XRT provides error reporting APIs and tools. The are two types of errors, as follows:
- Synchronous error
- Errors detectable during the XRT runtime function call.
- Asynchronous error
- Errors from the underneath driver, system, hardware, etc.
auto ghdl=xrt::graph(device,uuid,"gr");
try{
ghdl.update("gr.fir24.in[1]",narrow_filter);
ghdl.run(16);
ghdl.read("gr.fir24.inout[0]", coeffs_readback);//Async read
}catch(std::exception const& e){
std::cout<<"Graph Execution Error"<<std::endl;
return 1;
}
An asynchronous error can occur independently of the current XRT function call or the running application. Asynchronous errors are cached in driver subsystems and can be accessed by the user application through the asynchronous error reporting APIs. Cached errors are persistent until explicitly cleared.
Persistent errors are not necessarily indicative of the current system
state. For example, a reset board can function correctly while previously cached errors are
still available. To avoid current state confusion, asynchronous errors have a timestamp
attached indicating when the error occurred. The timestamp can be compared to, for example,
the timestamp for the last xrt-smi reset.

### Instruction a
Reproduce the records word for word from their first line through the line that contains "[0,163,340,315]", with both of those lines included.

### Material provided
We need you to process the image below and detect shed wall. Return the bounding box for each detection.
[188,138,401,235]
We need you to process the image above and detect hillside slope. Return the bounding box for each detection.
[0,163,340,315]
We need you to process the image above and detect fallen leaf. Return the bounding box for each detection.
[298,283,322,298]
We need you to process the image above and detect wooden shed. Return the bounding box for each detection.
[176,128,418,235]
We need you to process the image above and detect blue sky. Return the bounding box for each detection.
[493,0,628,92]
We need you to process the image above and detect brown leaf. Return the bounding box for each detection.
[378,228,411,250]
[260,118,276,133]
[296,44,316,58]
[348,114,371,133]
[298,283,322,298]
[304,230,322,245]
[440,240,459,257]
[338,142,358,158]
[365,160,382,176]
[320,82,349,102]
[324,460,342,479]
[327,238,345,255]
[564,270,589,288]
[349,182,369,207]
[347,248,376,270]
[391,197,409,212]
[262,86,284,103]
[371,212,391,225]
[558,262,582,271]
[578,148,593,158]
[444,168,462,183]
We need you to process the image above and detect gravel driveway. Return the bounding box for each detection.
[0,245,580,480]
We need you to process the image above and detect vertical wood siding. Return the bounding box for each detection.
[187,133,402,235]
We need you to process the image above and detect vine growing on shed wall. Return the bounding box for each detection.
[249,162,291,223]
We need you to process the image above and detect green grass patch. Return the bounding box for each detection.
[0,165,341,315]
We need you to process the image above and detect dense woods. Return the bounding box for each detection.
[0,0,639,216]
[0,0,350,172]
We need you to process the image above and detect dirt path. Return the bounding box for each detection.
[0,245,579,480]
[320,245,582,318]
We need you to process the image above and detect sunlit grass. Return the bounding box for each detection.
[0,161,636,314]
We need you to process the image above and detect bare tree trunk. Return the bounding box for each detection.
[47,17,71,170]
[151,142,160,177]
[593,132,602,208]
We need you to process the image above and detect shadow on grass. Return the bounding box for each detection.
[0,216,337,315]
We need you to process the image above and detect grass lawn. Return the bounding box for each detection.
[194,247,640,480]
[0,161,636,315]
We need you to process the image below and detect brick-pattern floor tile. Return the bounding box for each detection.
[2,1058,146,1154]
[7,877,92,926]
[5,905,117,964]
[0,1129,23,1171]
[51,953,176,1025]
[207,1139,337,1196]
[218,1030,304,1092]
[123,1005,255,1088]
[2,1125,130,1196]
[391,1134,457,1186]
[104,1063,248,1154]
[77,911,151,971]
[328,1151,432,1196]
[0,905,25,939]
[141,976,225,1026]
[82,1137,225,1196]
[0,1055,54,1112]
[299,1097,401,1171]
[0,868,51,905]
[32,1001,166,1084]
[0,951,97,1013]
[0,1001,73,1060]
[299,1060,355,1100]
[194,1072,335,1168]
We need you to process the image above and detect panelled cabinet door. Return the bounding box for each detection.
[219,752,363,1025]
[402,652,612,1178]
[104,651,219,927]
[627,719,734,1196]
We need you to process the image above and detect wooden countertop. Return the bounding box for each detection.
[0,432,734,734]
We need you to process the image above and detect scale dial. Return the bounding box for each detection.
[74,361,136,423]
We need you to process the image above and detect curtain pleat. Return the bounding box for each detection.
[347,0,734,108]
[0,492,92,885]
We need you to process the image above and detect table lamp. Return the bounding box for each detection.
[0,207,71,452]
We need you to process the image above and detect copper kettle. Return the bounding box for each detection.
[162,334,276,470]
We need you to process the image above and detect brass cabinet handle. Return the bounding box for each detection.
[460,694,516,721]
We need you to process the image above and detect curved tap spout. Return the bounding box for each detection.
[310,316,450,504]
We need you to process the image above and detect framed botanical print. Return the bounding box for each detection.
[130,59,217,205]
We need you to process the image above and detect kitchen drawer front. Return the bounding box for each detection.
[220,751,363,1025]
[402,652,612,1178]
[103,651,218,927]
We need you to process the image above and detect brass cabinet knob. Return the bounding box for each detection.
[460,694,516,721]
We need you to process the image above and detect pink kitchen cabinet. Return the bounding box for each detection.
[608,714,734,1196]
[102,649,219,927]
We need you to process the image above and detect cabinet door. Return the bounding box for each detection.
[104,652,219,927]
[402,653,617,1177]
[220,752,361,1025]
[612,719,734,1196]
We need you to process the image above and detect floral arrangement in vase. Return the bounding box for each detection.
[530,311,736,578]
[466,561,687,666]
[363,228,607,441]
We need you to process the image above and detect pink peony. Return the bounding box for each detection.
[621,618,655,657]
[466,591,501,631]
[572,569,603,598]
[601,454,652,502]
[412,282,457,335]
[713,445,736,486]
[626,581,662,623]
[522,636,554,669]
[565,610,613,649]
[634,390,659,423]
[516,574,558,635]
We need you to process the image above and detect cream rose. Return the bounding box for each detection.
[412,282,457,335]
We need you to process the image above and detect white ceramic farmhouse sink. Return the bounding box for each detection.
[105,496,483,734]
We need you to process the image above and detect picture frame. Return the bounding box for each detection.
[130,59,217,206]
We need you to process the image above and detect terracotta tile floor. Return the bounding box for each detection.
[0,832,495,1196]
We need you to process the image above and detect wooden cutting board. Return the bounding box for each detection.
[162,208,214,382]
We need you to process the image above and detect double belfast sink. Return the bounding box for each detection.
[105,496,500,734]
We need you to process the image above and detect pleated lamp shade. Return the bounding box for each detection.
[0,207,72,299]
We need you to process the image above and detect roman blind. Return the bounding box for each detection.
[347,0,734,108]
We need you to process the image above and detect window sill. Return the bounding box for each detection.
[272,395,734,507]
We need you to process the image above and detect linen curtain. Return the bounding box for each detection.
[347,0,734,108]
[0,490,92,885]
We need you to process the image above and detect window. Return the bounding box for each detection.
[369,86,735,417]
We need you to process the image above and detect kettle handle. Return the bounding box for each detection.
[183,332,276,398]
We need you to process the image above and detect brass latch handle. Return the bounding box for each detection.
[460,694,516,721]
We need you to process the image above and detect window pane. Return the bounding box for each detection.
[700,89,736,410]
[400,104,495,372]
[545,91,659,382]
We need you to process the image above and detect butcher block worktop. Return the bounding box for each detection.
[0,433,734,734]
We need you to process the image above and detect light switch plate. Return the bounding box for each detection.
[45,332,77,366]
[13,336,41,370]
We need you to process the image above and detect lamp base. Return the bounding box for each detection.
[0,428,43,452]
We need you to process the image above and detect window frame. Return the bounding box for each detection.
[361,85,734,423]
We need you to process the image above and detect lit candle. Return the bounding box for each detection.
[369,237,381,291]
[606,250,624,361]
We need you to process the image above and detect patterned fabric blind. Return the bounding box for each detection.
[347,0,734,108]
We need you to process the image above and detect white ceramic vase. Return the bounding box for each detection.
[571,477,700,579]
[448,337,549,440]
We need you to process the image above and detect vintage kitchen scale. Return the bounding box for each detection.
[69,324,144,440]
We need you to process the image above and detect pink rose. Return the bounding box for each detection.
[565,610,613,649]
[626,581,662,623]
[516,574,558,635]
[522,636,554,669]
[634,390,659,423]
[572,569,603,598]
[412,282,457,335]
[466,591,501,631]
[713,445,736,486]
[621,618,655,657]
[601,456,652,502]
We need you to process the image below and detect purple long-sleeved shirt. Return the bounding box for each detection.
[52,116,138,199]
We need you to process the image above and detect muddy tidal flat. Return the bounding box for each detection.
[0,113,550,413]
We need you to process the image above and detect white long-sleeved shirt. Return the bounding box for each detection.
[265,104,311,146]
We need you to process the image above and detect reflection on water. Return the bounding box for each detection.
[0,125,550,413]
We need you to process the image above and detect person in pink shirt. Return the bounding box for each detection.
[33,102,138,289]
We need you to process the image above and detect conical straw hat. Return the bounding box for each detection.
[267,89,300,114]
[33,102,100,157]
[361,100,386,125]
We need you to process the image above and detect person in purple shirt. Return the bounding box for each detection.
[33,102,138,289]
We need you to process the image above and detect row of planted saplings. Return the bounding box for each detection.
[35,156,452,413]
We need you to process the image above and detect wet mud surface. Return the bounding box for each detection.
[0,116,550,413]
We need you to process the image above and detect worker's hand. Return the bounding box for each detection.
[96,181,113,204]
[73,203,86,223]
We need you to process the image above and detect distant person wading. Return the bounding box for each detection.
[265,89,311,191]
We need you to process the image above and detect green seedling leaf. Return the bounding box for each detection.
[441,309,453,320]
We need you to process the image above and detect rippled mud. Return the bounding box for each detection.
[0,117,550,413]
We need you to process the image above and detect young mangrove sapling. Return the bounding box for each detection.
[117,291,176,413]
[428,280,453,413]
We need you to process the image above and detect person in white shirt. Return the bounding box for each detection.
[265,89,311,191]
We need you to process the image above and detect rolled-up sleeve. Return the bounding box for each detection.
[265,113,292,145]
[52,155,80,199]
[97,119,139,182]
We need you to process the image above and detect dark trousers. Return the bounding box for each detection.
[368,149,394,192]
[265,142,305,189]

### Instruction b
Answer these questions using the XRT error reporting text:
(i) What two types of errors does it name?
(ii) Where are asynchronous errors cached?
(iii) What is attached to asynchronous errors to avoid current state confusion?

### Worked answer a
We need you to process the image below and detect shed wall. Return the bounding box for each detection.
[188,138,401,235]
We need you to process the image above and detect hillside slope. Return the bounding box for each detection.
[0,163,340,315]

### Worked answer b
(i) Synchronous errors and asynchronous errors.
(ii) In driver subsystems.
(iii) A timestamp indicating when the error occurred.